> [Work required]: Find every line in the records below that contains the word "shore" and copy each one in full.

> [Listed entries]:
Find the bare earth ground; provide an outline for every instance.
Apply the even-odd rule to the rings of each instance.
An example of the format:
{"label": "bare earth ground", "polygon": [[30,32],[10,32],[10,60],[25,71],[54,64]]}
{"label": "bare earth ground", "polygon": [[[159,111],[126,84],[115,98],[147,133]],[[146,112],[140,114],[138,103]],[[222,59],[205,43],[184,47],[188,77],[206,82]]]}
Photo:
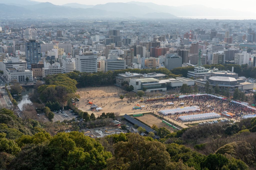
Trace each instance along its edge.
{"label": "bare earth ground", "polygon": [[[167,93],[168,92],[165,92],[165,93]],[[166,107],[166,108],[162,108],[162,109],[174,108],[179,107],[181,106],[179,105],[179,104],[180,102],[184,102],[185,103],[184,105],[182,107],[191,106],[186,103],[186,101],[185,99],[184,99],[184,101],[182,100],[180,101],[173,101],[174,104],[172,106],[167,105],[167,102],[163,103],[157,102],[153,104],[145,104],[144,103],[140,102],[141,100],[140,99],[137,98],[133,99],[132,101],[134,102],[134,103],[127,103],[127,102],[128,100],[125,97],[123,101],[122,101],[119,98],[119,94],[120,95],[125,95],[126,93],[126,91],[114,86],[79,88],[77,90],[76,93],[80,95],[80,102],[77,104],[77,106],[78,107],[78,108],[83,111],[87,112],[90,114],[92,113],[94,113],[96,117],[98,116],[100,116],[103,112],[105,112],[105,113],[108,112],[119,112],[121,115],[124,115],[126,113],[130,114],[133,113],[147,113],[149,112],[149,111],[153,113],[154,112],[155,113],[156,111],[159,108],[153,108],[151,107],[150,106],[154,104],[162,104],[164,106]],[[147,95],[147,94],[146,95]],[[158,97],[160,97],[159,96]],[[147,98],[147,96],[143,97],[144,97],[145,99]],[[156,98],[156,96],[155,96],[155,98]],[[102,108],[103,109],[103,110],[99,111],[96,110],[93,111],[92,111],[90,109],[90,107],[91,105],[88,103],[88,101],[87,100],[92,102],[94,104]],[[139,103],[141,106],[144,105],[145,107],[141,109],[133,109],[133,107],[134,107],[137,103]],[[206,107],[208,105],[212,106],[214,104],[211,103],[211,101],[205,101],[204,104],[205,105]],[[225,106],[228,107],[228,106]],[[209,111],[209,112],[211,112]],[[186,114],[181,114],[180,115],[186,115]],[[188,127],[185,124],[187,124],[187,123],[182,123],[170,119],[168,116],[164,116],[164,117],[171,122],[183,128]],[[151,126],[153,124],[157,125],[156,124],[157,123],[157,118],[156,118],[155,119],[156,120],[155,121],[154,120],[152,120],[152,123],[151,122],[151,121],[150,122],[149,119],[148,121],[147,122],[145,122],[150,126]],[[219,119],[222,119],[222,118],[220,118]],[[214,119],[211,120],[216,119]],[[207,120],[207,121],[210,120]],[[205,120],[204,121],[206,121],[206,120]],[[144,121],[142,121],[144,122]],[[193,123],[199,123],[202,121],[202,120],[194,121],[193,121]],[[161,123],[161,124],[162,124]],[[168,126],[167,125],[166,126]]]}
{"label": "bare earth ground", "polygon": [[158,127],[165,127],[170,131],[173,132],[173,129],[162,122],[162,119],[161,118],[158,118],[151,114],[147,114],[144,116],[136,117],[136,118],[151,126],[155,124]]}

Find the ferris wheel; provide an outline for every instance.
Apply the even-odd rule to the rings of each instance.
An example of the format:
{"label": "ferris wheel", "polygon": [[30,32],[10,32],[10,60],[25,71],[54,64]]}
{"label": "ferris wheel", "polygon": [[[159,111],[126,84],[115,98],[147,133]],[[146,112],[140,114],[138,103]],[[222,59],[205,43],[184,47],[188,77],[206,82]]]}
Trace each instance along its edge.
{"label": "ferris wheel", "polygon": [[38,38],[39,33],[37,29],[31,27],[22,30],[22,36],[23,39],[36,40]]}

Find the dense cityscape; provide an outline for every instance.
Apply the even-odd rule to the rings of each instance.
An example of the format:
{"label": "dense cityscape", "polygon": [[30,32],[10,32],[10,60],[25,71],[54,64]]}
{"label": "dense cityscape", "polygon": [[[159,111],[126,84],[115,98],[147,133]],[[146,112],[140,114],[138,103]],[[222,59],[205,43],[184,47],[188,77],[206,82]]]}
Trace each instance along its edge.
{"label": "dense cityscape", "polygon": [[250,8],[51,1],[0,1],[0,169],[256,169]]}

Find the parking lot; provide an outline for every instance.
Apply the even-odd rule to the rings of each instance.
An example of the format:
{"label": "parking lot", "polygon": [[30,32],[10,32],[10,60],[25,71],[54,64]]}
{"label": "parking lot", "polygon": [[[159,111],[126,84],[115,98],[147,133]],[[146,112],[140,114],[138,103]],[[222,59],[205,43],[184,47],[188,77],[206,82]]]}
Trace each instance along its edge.
{"label": "parking lot", "polygon": [[[62,113],[62,111],[65,112],[65,113]],[[54,112],[54,117],[53,118],[53,121],[55,122],[59,121],[60,122],[63,122],[64,120],[67,120],[67,121],[72,120],[74,118],[75,120],[76,120],[76,117],[78,115],[73,115],[68,110],[64,110],[63,111],[60,112],[61,112],[60,113],[58,113],[59,112]],[[66,114],[67,116],[65,116],[64,114]]]}

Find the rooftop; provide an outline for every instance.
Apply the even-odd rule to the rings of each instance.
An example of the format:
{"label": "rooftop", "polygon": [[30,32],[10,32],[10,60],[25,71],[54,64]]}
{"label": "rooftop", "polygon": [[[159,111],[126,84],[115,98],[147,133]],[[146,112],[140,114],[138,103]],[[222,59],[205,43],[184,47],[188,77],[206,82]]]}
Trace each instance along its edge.
{"label": "rooftop", "polygon": [[227,82],[237,81],[236,79],[232,77],[222,77],[222,76],[212,76],[208,80],[213,81],[224,81]]}

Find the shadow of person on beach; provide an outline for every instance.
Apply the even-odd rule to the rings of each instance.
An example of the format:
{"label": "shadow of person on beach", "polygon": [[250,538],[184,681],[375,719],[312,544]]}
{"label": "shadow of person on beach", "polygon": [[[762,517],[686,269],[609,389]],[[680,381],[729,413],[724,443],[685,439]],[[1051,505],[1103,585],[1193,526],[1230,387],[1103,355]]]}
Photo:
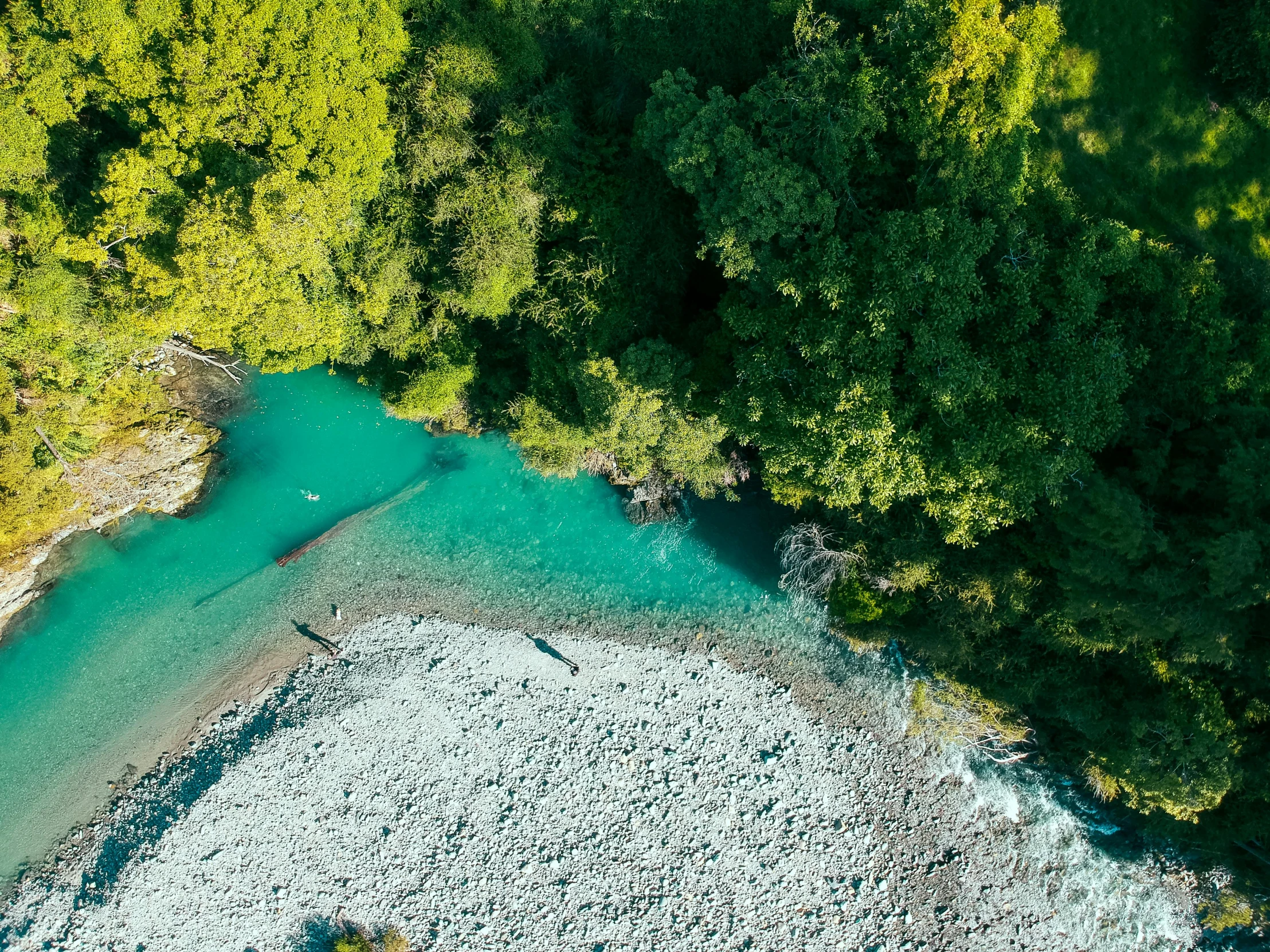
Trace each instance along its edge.
{"label": "shadow of person on beach", "polygon": [[579,668],[575,661],[570,661],[568,658],[565,658],[564,655],[561,655],[559,651],[556,651],[554,647],[551,647],[542,638],[535,637],[533,635],[530,635],[530,641],[532,641],[533,642],[533,647],[536,647],[542,654],[550,655],[551,658],[554,658],[558,661],[563,661],[569,668],[569,674],[577,674],[578,671],[582,670],[582,668]]}
{"label": "shadow of person on beach", "polygon": [[337,645],[330,638],[324,638],[316,631],[314,631],[312,628],[310,628],[305,622],[297,622],[295,618],[292,618],[291,619],[291,625],[295,626],[296,631],[298,631],[301,635],[304,635],[310,641],[315,641],[319,645],[321,645],[331,655],[338,655],[339,654],[339,645]]}

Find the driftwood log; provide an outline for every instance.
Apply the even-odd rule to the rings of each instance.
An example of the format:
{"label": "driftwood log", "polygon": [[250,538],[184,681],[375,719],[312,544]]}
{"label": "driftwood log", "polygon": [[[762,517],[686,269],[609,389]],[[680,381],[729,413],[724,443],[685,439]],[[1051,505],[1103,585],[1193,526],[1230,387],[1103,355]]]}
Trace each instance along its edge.
{"label": "driftwood log", "polygon": [[406,486],[404,490],[401,490],[394,496],[385,499],[382,503],[376,503],[375,505],[367,509],[362,509],[359,513],[353,513],[352,515],[340,519],[338,523],[326,529],[326,532],[324,532],[321,536],[311,538],[307,542],[305,542],[305,545],[292,548],[284,556],[281,556],[277,560],[278,565],[290,565],[291,562],[300,559],[300,556],[302,556],[305,552],[311,552],[324,542],[330,542],[333,538],[344,532],[348,532],[348,529],[353,528],[358,523],[366,522],[367,519],[371,519],[381,513],[386,513],[395,505],[400,505],[405,500],[423,491],[423,489],[427,487],[427,485],[428,485],[427,480],[415,482],[413,486]]}

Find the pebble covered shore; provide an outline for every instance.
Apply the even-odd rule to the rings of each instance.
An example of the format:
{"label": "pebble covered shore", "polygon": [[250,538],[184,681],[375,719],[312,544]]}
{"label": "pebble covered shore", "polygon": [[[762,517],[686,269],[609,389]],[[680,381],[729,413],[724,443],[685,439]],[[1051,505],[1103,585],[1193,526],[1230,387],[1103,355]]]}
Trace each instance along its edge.
{"label": "pebble covered shore", "polygon": [[[569,663],[578,674],[572,674]],[[999,773],[999,772],[998,772]],[[1041,787],[718,658],[384,617],[140,783],[0,948],[1181,949]]]}

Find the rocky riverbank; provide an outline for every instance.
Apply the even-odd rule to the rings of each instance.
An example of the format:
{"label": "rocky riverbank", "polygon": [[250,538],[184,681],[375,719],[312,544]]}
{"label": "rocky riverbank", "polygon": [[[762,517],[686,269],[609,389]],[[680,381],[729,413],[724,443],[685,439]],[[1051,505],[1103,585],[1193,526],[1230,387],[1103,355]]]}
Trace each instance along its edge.
{"label": "rocky riverbank", "polygon": [[0,948],[1181,949],[1191,923],[1184,871],[895,717],[829,724],[704,650],[394,616],[67,843]]}
{"label": "rocky riverbank", "polygon": [[188,358],[160,350],[152,363],[171,407],[75,461],[64,475],[77,496],[71,520],[0,559],[0,636],[13,616],[56,581],[65,539],[136,512],[174,515],[202,493],[221,435],[212,424],[235,409],[243,390],[216,367]]}

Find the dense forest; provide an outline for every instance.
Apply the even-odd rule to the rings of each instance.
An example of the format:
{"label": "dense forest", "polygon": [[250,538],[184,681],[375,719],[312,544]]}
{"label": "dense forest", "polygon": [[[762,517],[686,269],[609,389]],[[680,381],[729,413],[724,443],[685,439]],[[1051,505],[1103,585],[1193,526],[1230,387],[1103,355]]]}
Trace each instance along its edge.
{"label": "dense forest", "polygon": [[[1270,883],[1270,0],[9,0],[0,551],[318,364],[547,473],[761,482],[897,640]],[[1264,183],[1264,184],[1262,184]],[[801,517],[800,517],[801,518]],[[994,715],[996,716],[996,715]]]}

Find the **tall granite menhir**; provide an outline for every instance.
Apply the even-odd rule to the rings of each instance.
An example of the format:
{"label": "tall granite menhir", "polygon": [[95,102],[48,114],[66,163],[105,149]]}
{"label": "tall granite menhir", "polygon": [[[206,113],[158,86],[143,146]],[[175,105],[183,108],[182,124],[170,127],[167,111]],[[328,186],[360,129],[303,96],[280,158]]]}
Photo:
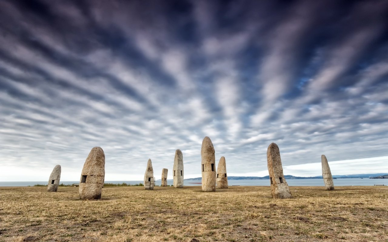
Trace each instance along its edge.
{"label": "tall granite menhir", "polygon": [[61,179],[61,166],[57,165],[54,167],[52,172],[48,178],[48,185],[47,186],[48,192],[56,192],[58,191],[58,186],[59,185],[59,179]]}
{"label": "tall granite menhir", "polygon": [[162,169],[162,186],[167,186],[167,173],[168,170],[165,168]]}
{"label": "tall granite menhir", "polygon": [[283,174],[279,147],[272,143],[267,149],[267,165],[271,180],[271,193],[273,198],[291,198],[288,184]]}
{"label": "tall granite menhir", "polygon": [[94,147],[86,158],[80,180],[80,198],[100,199],[105,176],[105,154]]}
{"label": "tall granite menhir", "polygon": [[152,168],[152,162],[149,159],[147,163],[147,169],[144,173],[144,189],[154,190],[155,186],[155,179],[154,178],[154,170]]}
{"label": "tall granite menhir", "polygon": [[228,188],[228,176],[226,175],[226,162],[225,158],[222,156],[217,166],[217,188]]}
{"label": "tall granite menhir", "polygon": [[320,160],[322,162],[322,176],[326,190],[332,191],[334,190],[334,183],[333,182],[333,177],[331,176],[331,172],[329,166],[327,159],[325,155],[322,154],[320,157]]}
{"label": "tall granite menhir", "polygon": [[201,149],[202,171],[202,191],[216,191],[216,161],[214,147],[210,138],[206,136],[202,141]]}
{"label": "tall granite menhir", "polygon": [[183,187],[183,155],[180,149],[175,151],[174,158],[174,166],[173,168],[173,177],[174,178],[174,187],[175,188]]}

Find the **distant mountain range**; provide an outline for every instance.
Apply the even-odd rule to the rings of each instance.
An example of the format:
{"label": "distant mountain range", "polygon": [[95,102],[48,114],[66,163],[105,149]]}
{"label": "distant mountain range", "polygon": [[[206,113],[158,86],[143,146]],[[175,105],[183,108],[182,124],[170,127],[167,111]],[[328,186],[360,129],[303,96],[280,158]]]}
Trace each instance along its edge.
{"label": "distant mountain range", "polygon": [[[388,178],[388,173],[375,173],[374,174],[352,174],[350,175],[336,175],[333,176],[333,179],[345,179],[346,178]],[[286,179],[322,179],[322,176],[316,177],[296,177],[291,175],[286,175],[284,176]],[[196,181],[201,180],[202,177],[196,177],[195,178],[188,178],[185,179],[185,180]],[[265,177],[228,177],[228,180],[268,180],[269,176]]]}

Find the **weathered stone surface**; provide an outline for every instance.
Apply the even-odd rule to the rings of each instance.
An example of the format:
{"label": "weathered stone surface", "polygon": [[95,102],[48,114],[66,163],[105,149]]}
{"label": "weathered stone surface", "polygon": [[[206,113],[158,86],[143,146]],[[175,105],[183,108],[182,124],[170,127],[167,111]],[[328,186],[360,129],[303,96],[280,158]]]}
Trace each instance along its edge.
{"label": "weathered stone surface", "polygon": [[201,149],[201,169],[202,171],[202,191],[216,191],[216,161],[214,147],[210,138],[206,136],[202,141]]}
{"label": "weathered stone surface", "polygon": [[58,191],[58,186],[59,185],[61,179],[61,166],[57,165],[54,167],[52,172],[48,178],[48,185],[47,186],[48,192],[56,192]]}
{"label": "weathered stone surface", "polygon": [[273,198],[291,198],[291,192],[283,174],[280,151],[277,145],[272,143],[267,149],[267,165],[271,180]]}
{"label": "weathered stone surface", "polygon": [[167,173],[168,169],[163,168],[162,169],[162,186],[167,186]]}
{"label": "weathered stone surface", "polygon": [[334,190],[334,183],[333,182],[333,177],[331,176],[331,172],[330,167],[329,166],[327,159],[324,154],[320,157],[322,163],[322,176],[323,177],[323,181],[325,183],[326,190],[332,191]]}
{"label": "weathered stone surface", "polygon": [[94,147],[86,158],[80,180],[80,198],[100,199],[105,177],[105,154]]}
{"label": "weathered stone surface", "polygon": [[154,170],[152,168],[152,162],[149,159],[147,163],[147,169],[144,173],[144,189],[146,190],[154,190],[155,186],[155,178],[154,177]]}
{"label": "weathered stone surface", "polygon": [[174,166],[173,167],[173,177],[174,178],[174,187],[175,188],[183,187],[183,154],[180,149],[175,151],[174,157]]}
{"label": "weathered stone surface", "polygon": [[226,174],[226,163],[225,158],[222,156],[217,166],[217,188],[225,189],[228,188],[228,176]]}

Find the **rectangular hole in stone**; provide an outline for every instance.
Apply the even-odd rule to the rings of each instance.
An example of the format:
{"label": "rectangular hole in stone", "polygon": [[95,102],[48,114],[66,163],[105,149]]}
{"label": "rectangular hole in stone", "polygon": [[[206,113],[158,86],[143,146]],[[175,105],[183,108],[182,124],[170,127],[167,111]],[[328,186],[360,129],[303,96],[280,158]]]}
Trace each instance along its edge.
{"label": "rectangular hole in stone", "polygon": [[88,176],[85,175],[82,175],[82,178],[81,179],[81,183],[85,183],[85,182],[86,182],[86,177],[87,176]]}

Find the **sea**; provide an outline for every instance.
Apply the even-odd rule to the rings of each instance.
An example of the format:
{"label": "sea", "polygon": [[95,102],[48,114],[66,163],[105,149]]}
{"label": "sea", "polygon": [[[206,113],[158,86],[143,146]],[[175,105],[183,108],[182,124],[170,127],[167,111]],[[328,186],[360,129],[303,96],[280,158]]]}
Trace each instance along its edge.
{"label": "sea", "polygon": [[[347,178],[335,179],[333,180],[335,186],[373,186],[376,185],[388,185],[387,179],[369,179],[364,178]],[[287,180],[289,186],[324,186],[323,179],[289,179]],[[105,181],[106,183],[121,184],[134,185],[144,183],[143,181]],[[66,185],[78,184],[80,181],[61,181],[61,183]],[[228,181],[229,186],[269,186],[269,180],[232,180]],[[47,181],[30,182],[0,182],[0,187],[27,187],[33,186],[35,184],[47,184]],[[157,180],[156,185],[160,185],[161,181]],[[173,180],[168,180],[167,184],[172,185]],[[200,186],[201,180],[185,180],[185,186]]]}

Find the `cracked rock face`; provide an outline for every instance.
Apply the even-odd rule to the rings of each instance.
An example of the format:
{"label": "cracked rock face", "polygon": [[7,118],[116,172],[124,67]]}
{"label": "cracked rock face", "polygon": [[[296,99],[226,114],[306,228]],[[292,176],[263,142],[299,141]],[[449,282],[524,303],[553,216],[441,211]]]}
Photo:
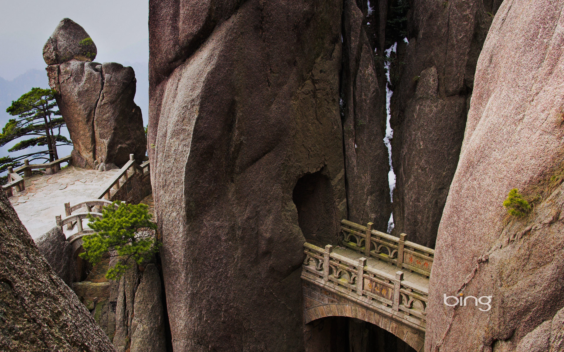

> [The answer]:
Find the pebble covered shore; provide an outline for every instance.
{"label": "pebble covered shore", "polygon": [[250,538],[184,681],[375,719],[312,544]]}
{"label": "pebble covered shore", "polygon": [[[762,517],[686,269],[609,389]],[[680,381],[729,413],[724,443],[685,439]],[[1051,505],[1103,585],[1193,526],[1230,387],[1103,355]]]}
{"label": "pebble covered shore", "polygon": [[[569,663],[578,674],[572,674]],[[999,773],[999,772],[998,772]],[[1041,787],[718,658],[384,617],[140,783],[0,948],[1181,949]]]}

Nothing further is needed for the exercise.